> DOCUMENT:
Priming the Lectionary is a series of books and companion resources for people who want scripture to speak with depth, imagination and justice into real life. Rooted in inclusive theology, it offers language and ideas that honour every person and make room for those so often pushed to the edges of church life. The printed volumes are available through Holyvity; these online pages are growing as a free companion space.

Themed: Displaced Light

We often tell the Christmas story as tidy and safe – full of warmth, family, and gentle wonder. But the gospels do not let us stay there. They speak of anxious rulers, fragile safety, hurried decisions, and a family forced to move.

Displaced Light is a shared theme for two Sundays – First Sunday after Christmas Day (Year A) and Epiphany. It offers prayers, service ideas, and preaching threads that hold the hard edges of these readings with care, and connect them with a world where many people are still seeking safety, living with uncertainty, and being pushed around by fearful or corrupt power.

God’s light does not stay put. Love moves. Hope finds a way.

Holy flight: God on the move

This Sunday refuses a cosy Christmas. The gospel tells of urgent departure, uncertainty, and the fierce love that protects life. In a world where people are displaced by violence, corruption, poverty, climate crisis, and hostile systems, we worship the God who meets us on the move – and calls the Church to practise safety, dignity, and welcome.

God’s light does not stay put. Love moves. Hope finds a way.


Lectionary

  • Gospel: Matthew 2:13-23 – a family flees violence; survival becomes holy work.
  • Hebrews 2: Christ shares our flesh and fear; God is not distant from human vulnerability.
  • Isaiah 63 / Psalm 148: mercy and praise held together; a world still singing, even when it is unsettled.

Creating a flow

  • Gathering: God-with-us – on the road, not only at home
  • Truth-telling: naming fear, harm, displacement, and the longing for safety
  • Encounter: God’s nearness in vulnerability; Christ alongside the threatened
  • Response: prayers of protection and solidarity; commitment to welcome
  • Sending: blessing for the journey – for all who must keep moving

Key ideas

  • We gather with the God who travels.
  • This is not a season for pretending everything is fine.
  • The Holy One meets us where safety is fragile.
  • Love moves. Hope finds a way.
  • We will honour dignity, not turn suffering into a story for our comfort.

Idea: The God who will not stay put

  • Move 1 – Christmas isn’t only hearth and home
    Matthew gives us a disrupted story: dreams, danger, departure, uncertainty.
  • Move 2 – When rulers panic, ordinary people pay the price
    Name the pattern plainly: anxious power scapegoats; harm follows; families move.
  • Move 3 – God meets us in vulnerability, and calls the Church into welcome
    Hebrews: Christ shares our humanity. This is solidarity, not sentiment. Our response is dignity, safety, and truthful love.

Stored entries:
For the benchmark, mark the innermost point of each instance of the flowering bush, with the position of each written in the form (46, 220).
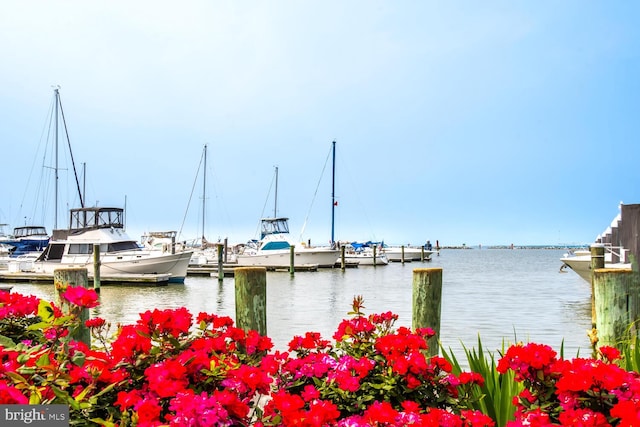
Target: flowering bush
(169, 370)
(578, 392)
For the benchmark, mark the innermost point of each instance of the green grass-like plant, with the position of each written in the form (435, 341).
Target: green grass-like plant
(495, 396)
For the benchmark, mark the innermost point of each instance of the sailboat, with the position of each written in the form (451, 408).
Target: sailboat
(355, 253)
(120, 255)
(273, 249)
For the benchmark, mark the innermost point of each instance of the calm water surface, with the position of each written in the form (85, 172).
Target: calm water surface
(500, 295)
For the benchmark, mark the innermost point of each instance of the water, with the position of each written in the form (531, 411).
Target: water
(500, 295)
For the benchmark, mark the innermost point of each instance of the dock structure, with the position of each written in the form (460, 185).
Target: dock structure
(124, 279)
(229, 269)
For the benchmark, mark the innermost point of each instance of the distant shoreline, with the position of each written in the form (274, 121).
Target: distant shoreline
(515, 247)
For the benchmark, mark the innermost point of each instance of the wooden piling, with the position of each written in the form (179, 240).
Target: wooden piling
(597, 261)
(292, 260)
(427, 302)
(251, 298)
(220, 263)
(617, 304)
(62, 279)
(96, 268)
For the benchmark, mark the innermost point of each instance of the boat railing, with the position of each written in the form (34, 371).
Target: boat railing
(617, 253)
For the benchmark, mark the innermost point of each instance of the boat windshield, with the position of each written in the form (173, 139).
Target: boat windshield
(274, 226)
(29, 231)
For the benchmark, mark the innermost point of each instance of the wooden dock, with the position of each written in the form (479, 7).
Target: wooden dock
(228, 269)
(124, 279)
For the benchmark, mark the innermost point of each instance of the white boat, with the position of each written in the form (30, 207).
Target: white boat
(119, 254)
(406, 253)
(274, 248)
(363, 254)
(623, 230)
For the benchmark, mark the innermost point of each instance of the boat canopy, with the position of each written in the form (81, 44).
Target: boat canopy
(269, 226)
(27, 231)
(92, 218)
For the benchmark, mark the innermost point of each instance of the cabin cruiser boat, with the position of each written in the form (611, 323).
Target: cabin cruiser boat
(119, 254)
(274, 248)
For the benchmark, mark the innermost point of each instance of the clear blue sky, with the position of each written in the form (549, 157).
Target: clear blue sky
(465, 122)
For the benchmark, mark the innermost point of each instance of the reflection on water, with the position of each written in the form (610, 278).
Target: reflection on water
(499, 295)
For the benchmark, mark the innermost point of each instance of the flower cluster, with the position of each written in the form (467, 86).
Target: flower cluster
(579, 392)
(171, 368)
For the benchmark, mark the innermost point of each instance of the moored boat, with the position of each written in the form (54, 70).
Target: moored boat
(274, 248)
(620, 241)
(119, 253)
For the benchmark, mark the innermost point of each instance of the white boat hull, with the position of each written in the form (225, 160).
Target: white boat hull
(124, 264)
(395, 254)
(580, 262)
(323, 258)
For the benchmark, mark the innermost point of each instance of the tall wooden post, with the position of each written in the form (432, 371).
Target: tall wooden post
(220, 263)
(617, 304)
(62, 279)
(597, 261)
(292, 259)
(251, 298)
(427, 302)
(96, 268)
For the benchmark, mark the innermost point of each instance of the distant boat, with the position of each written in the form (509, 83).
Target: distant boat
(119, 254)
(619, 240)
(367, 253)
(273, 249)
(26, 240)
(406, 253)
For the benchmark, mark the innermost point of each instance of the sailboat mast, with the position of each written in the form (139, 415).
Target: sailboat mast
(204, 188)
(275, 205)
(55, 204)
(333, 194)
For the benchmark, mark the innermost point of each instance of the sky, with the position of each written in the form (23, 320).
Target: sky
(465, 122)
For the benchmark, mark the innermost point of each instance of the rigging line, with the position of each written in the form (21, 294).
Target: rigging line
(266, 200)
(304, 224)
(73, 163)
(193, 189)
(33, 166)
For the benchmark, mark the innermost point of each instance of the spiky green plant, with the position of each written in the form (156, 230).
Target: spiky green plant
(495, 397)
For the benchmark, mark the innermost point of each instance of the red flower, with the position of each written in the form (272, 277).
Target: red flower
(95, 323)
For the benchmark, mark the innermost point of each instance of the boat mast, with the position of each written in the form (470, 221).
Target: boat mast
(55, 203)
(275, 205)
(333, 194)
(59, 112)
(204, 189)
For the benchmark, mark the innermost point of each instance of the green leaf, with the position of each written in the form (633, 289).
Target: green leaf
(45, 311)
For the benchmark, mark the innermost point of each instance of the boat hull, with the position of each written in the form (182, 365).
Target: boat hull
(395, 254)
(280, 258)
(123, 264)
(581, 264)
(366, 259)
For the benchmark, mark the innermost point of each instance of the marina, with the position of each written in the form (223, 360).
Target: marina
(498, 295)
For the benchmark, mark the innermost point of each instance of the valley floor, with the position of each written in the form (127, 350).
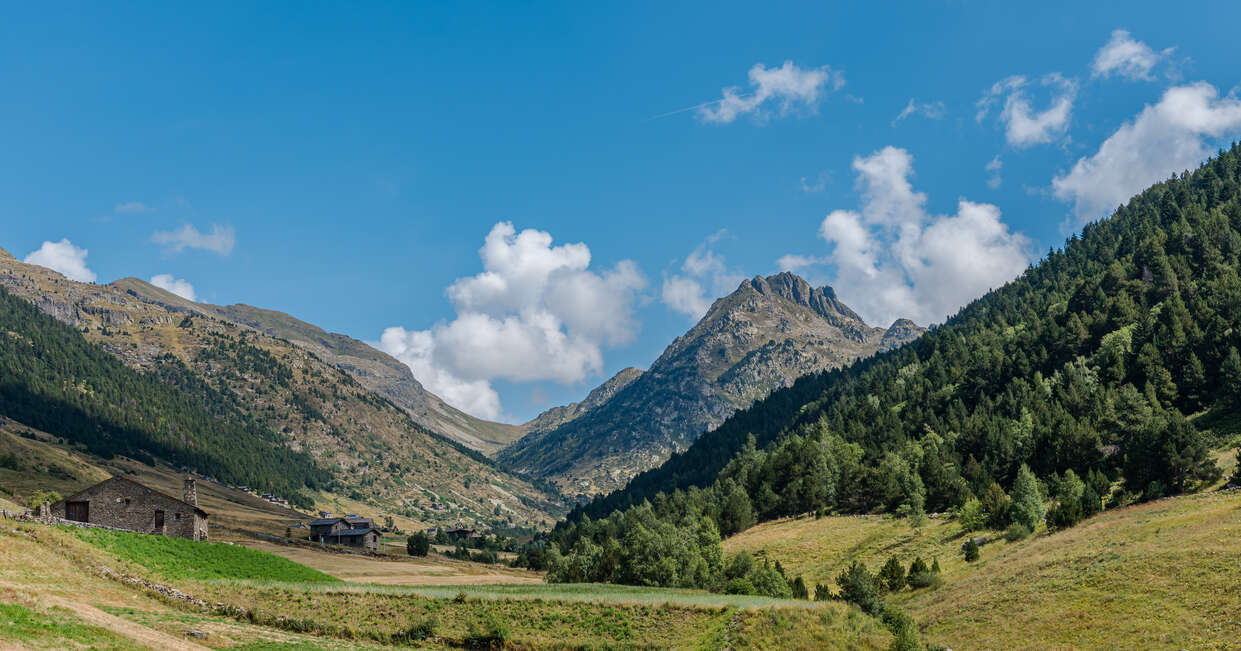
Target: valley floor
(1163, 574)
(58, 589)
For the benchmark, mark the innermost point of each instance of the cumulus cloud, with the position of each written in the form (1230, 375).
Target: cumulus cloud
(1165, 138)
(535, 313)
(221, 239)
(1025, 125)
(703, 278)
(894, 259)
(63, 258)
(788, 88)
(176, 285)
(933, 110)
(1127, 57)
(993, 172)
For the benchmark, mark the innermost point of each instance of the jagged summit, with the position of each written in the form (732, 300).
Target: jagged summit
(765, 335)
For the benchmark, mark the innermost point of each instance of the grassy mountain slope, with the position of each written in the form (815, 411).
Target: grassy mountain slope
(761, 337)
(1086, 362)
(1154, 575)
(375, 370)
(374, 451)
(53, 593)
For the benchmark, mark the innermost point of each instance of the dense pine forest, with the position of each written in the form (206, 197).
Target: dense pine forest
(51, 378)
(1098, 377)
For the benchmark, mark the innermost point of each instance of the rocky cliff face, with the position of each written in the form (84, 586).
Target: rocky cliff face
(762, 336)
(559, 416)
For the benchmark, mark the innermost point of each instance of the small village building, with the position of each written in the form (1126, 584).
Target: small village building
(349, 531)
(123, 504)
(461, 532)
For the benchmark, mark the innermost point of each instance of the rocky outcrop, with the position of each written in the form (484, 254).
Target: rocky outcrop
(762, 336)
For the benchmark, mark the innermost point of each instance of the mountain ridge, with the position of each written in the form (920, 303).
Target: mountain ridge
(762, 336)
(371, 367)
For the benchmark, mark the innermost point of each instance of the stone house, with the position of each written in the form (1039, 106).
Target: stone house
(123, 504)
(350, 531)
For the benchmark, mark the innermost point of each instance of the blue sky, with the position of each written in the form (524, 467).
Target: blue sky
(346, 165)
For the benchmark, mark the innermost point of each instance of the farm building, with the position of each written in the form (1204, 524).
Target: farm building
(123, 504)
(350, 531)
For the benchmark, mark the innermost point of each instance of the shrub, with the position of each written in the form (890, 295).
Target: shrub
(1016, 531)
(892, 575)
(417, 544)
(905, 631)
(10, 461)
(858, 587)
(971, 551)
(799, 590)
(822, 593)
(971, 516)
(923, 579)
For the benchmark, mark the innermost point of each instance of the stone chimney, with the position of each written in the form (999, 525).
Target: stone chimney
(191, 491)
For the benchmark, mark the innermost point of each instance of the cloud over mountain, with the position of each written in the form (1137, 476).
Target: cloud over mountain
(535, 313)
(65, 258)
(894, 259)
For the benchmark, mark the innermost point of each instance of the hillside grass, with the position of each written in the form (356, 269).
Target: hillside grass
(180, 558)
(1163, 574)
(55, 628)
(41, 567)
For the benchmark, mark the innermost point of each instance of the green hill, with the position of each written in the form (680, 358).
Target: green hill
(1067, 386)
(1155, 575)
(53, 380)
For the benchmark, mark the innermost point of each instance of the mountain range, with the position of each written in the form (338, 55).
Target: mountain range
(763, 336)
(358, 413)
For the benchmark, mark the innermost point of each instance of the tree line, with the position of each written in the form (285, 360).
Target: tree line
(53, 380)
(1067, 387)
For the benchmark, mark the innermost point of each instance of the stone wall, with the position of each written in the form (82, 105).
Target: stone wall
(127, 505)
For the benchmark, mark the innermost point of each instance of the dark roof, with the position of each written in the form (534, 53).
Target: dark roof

> EXERCISE INSTRUCTIONS:
1. Return the passage of the Displaced Light page starting with "Creating a flow" and going on through "safety is fragile.".
2. On the Displaced Light page, which two Sundays is the theme meant for?

> EXERCISE RESPONSES:
1.
Creating a flow

  • Gathering: God-with-us – on the road, not only at home
  • Truth-telling: naming fear, harm, displacement, and the longing for safety
  • Encounter: God’s nearness in vulnerability; Christ alongside the threatened
  • Response: prayers of protection and solidarity; commitment to welcome
  • Sending: blessing for the journey – for all who must keep moving

Key ideas

  • We gather with the God who travels.
  • This is not a season for pretending everything is fine.
  • The Holy One meets us where safety is fragile.

2. The First Sunday after Christmas Day (Year A) and Epiphany.